__Your task__
Output the number of lines in the entries below with the string "instance" in them, and nothing further.
+===+
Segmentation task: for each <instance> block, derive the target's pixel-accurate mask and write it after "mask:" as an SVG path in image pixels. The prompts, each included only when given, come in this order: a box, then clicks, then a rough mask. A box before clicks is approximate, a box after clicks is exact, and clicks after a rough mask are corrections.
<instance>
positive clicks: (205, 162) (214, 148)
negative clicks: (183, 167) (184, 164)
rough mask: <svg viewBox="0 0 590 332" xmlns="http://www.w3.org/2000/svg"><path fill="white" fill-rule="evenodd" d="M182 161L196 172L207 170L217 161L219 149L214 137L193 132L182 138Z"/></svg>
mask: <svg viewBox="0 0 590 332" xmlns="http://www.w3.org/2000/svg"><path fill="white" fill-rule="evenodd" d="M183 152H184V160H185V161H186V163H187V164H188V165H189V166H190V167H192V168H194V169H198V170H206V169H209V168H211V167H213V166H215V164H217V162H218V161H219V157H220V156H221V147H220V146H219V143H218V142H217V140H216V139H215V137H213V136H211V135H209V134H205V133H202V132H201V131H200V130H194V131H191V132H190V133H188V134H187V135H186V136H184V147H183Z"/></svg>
+===+
__Result of the task__
2